● **Work required**: Work through the entries below and report how many lines include "tight". The number alone is the answer.

The data Block Start

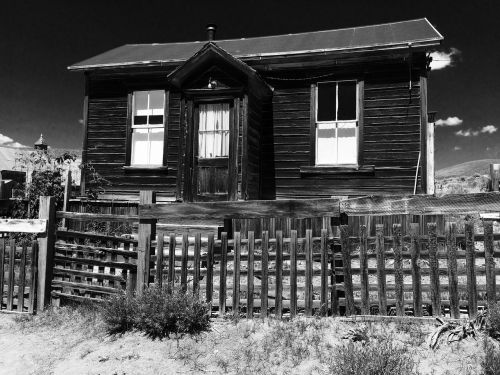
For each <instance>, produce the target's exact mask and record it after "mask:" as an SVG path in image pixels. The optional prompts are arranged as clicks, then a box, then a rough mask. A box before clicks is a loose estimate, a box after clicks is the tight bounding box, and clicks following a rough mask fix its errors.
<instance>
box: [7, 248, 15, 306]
mask: <svg viewBox="0 0 500 375" xmlns="http://www.w3.org/2000/svg"><path fill="white" fill-rule="evenodd" d="M15 258H16V241H15V240H10V243H9V279H8V280H7V310H12V308H13V306H14V283H15V275H14V273H15V267H14V265H15V263H16V261H15Z"/></svg>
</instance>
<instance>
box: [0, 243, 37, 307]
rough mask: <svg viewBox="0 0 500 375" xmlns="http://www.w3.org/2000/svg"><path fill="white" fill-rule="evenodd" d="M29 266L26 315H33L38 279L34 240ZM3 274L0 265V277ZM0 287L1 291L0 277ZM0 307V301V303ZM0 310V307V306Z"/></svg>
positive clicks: (1, 256)
mask: <svg viewBox="0 0 500 375" xmlns="http://www.w3.org/2000/svg"><path fill="white" fill-rule="evenodd" d="M1 249H2V244H1V243H0V263H1V258H2V252H1ZM30 260H31V264H30V278H31V280H30V294H29V301H28V313H30V314H33V313H34V312H35V303H36V287H37V285H36V282H37V278H38V242H37V241H36V240H35V241H33V242H32V243H31V256H30ZM2 273H3V269H2V267H1V264H0V275H1V274H2ZM0 286H1V288H2V289H3V281H2V280H1V276H0ZM2 292H3V290H2ZM0 305H1V301H0ZM0 309H1V306H0Z"/></svg>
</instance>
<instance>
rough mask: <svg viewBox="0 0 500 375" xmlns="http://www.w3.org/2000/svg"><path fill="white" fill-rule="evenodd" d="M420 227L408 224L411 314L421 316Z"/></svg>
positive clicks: (414, 225) (416, 224) (415, 225)
mask: <svg viewBox="0 0 500 375" xmlns="http://www.w3.org/2000/svg"><path fill="white" fill-rule="evenodd" d="M419 233H420V225H419V224H418V223H411V224H410V252H411V281H412V293H413V314H414V315H415V316H422V280H421V275H420V240H419V237H418V235H419Z"/></svg>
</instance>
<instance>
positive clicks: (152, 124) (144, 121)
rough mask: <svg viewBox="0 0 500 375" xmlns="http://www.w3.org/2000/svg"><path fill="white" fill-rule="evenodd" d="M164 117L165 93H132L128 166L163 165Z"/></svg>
mask: <svg viewBox="0 0 500 375" xmlns="http://www.w3.org/2000/svg"><path fill="white" fill-rule="evenodd" d="M164 115H165V91H163V90H153V91H134V94H133V100H132V147H131V155H130V165H132V166H161V165H162V164H163V146H164V145H163V143H164V134H165V125H164V124H165V119H164Z"/></svg>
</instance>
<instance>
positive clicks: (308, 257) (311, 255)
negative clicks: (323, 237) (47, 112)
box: [304, 229, 313, 316]
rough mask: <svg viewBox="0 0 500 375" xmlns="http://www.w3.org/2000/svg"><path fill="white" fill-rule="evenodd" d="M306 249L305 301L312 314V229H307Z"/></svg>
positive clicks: (312, 296) (307, 315)
mask: <svg viewBox="0 0 500 375" xmlns="http://www.w3.org/2000/svg"><path fill="white" fill-rule="evenodd" d="M304 251H305V253H306V280H305V284H306V287H305V303H306V315H307V316H312V313H313V283H312V278H313V259H312V258H313V243H312V230H311V229H306V242H305V247H304Z"/></svg>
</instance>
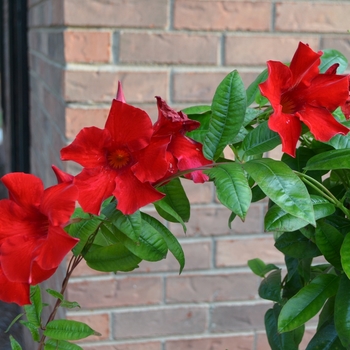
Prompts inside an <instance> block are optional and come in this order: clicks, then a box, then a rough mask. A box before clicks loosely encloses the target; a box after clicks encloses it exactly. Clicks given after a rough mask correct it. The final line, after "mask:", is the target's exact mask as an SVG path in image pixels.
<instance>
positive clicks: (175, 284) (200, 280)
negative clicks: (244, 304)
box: [166, 273, 258, 303]
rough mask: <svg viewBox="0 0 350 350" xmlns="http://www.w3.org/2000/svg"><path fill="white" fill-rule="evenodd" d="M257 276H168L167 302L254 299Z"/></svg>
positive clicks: (256, 286)
mask: <svg viewBox="0 0 350 350" xmlns="http://www.w3.org/2000/svg"><path fill="white" fill-rule="evenodd" d="M257 287H258V278H257V277H256V276H254V275H253V274H252V273H234V274H215V275H205V276H203V275H199V276H198V275H190V276H189V275H184V276H179V277H178V276H176V277H174V276H169V277H167V280H166V301H167V303H182V302H185V303H187V302H196V303H200V302H217V301H234V300H249V299H255V298H256V294H257Z"/></svg>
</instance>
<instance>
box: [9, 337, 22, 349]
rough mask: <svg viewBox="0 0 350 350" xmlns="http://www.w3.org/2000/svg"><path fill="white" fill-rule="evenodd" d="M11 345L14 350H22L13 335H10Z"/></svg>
mask: <svg viewBox="0 0 350 350" xmlns="http://www.w3.org/2000/svg"><path fill="white" fill-rule="evenodd" d="M10 344H11V349H12V350H22V347H21V345H20V344H19V343H18V341H17V340H16V339H15V338H14V337H13V336H12V335H10Z"/></svg>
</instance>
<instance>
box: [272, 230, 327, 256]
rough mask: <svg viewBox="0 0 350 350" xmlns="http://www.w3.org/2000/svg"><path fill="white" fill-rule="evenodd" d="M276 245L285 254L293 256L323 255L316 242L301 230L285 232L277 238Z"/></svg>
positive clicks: (275, 244)
mask: <svg viewBox="0 0 350 350" xmlns="http://www.w3.org/2000/svg"><path fill="white" fill-rule="evenodd" d="M275 247H276V248H277V249H278V250H279V251H281V252H282V253H283V254H284V255H288V256H290V257H293V258H297V259H302V258H313V257H316V256H319V255H321V252H320V251H319V249H318V248H317V246H316V244H315V243H313V242H312V241H311V240H310V239H308V238H306V237H305V236H304V235H303V234H302V233H301V232H300V231H293V232H284V233H283V234H282V235H281V236H279V237H278V238H277V239H276V242H275Z"/></svg>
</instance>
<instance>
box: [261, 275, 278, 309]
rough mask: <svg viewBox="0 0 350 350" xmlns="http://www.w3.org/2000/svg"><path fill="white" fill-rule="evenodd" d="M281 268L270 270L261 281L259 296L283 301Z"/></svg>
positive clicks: (267, 299) (275, 300)
mask: <svg viewBox="0 0 350 350" xmlns="http://www.w3.org/2000/svg"><path fill="white" fill-rule="evenodd" d="M281 290H282V285H281V270H280V269H278V270H274V271H272V272H270V273H269V274H268V275H267V276H266V277H265V278H264V279H263V280H262V281H261V283H260V286H259V290H258V292H259V296H260V298H263V299H266V300H272V301H275V302H280V301H281Z"/></svg>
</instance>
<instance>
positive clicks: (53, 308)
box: [38, 255, 83, 350]
mask: <svg viewBox="0 0 350 350" xmlns="http://www.w3.org/2000/svg"><path fill="white" fill-rule="evenodd" d="M82 259H83V256H82V255H78V256H74V255H73V256H72V257H71V259H70V261H69V263H68V267H67V270H66V276H65V277H64V279H63V282H62V287H61V291H60V293H61V294H62V295H63V294H64V293H65V291H66V289H67V286H68V282H69V279H70V277H71V275H72V273H73V271H74V269H75V268H76V267H77V266H78V265H79V263H80V262H81V260H82ZM61 303H62V300H60V299H57V301H56V304H55V306H54V308H53V310H52V312H51V314H50V316H49V318H48V320H47V322H46V324H45V327H42V329H43V330H45V328H46V326H47V325H48V323H49V322H51V321H52V320H54V318H55V316H56V313H57V311H58V308H59V306H60V305H61ZM45 339H46V335H44V334H43V335H42V337H41V339H40V343H39V348H38V350H42V349H44V345H45Z"/></svg>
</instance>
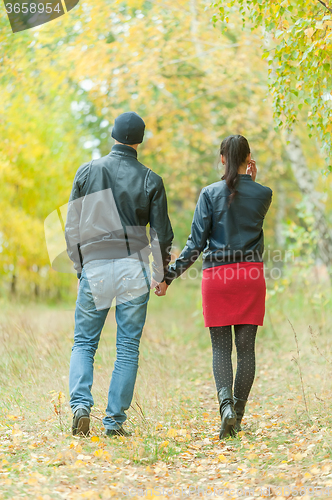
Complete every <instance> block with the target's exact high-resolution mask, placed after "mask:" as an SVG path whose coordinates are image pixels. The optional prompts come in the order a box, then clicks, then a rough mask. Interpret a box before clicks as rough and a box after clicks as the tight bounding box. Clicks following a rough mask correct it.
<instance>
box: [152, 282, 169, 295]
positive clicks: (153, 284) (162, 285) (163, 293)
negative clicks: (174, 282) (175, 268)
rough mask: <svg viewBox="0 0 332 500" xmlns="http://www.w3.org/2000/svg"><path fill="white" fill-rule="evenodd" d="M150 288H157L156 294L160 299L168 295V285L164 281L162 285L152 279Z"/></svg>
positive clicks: (155, 292) (152, 288)
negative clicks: (157, 295)
mask: <svg viewBox="0 0 332 500" xmlns="http://www.w3.org/2000/svg"><path fill="white" fill-rule="evenodd" d="M150 288H151V290H153V288H155V291H154V293H155V294H156V295H158V297H162V296H163V295H166V291H167V288H168V285H166V282H165V281H163V282H162V283H158V281H156V280H154V279H153V278H152V280H151V285H150Z"/></svg>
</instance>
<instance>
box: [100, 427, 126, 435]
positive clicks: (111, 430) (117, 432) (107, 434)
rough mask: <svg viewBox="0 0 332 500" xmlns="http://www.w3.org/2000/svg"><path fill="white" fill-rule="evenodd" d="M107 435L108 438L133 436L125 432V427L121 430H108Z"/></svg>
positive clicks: (107, 429)
mask: <svg viewBox="0 0 332 500" xmlns="http://www.w3.org/2000/svg"><path fill="white" fill-rule="evenodd" d="M105 435H106V436H108V437H115V436H124V437H128V436H131V434H130V433H129V432H127V431H125V430H124V428H123V427H120V429H106V431H105Z"/></svg>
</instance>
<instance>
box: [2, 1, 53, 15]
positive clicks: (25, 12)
mask: <svg viewBox="0 0 332 500" xmlns="http://www.w3.org/2000/svg"><path fill="white" fill-rule="evenodd" d="M5 7H6V11H7V13H8V14H11V13H15V14H19V13H20V12H22V14H27V13H28V12H29V13H30V14H35V13H36V12H38V13H39V14H42V13H43V12H46V13H47V14H51V13H52V12H53V11H55V12H58V13H59V14H60V12H61V10H62V9H61V8H60V4H59V3H58V4H57V5H55V6H54V8H52V7H53V5H52V4H51V3H47V4H43V3H22V4H20V3H15V4H11V3H7V4H6V5H5Z"/></svg>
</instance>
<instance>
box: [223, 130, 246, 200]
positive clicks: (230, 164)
mask: <svg viewBox="0 0 332 500" xmlns="http://www.w3.org/2000/svg"><path fill="white" fill-rule="evenodd" d="M220 154H221V155H223V156H224V157H225V159H226V166H225V174H224V175H223V176H222V180H225V181H226V184H227V187H228V189H229V190H230V192H231V194H230V197H229V204H231V203H232V201H233V199H234V196H235V195H236V193H237V191H236V189H235V187H236V184H237V180H238V173H237V171H238V168H239V167H240V166H241V165H243V164H244V163H245V161H246V159H247V157H248V155H249V154H250V147H249V143H248V141H247V139H246V138H245V137H243V136H242V135H230V136H228V137H226V139H224V140H223V141H222V143H221V145H220Z"/></svg>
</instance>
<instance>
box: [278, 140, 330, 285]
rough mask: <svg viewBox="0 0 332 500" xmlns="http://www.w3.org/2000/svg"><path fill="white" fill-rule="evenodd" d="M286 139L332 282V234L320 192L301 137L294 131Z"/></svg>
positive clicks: (297, 181) (292, 160) (321, 258)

The data Block End

● **Output**: 2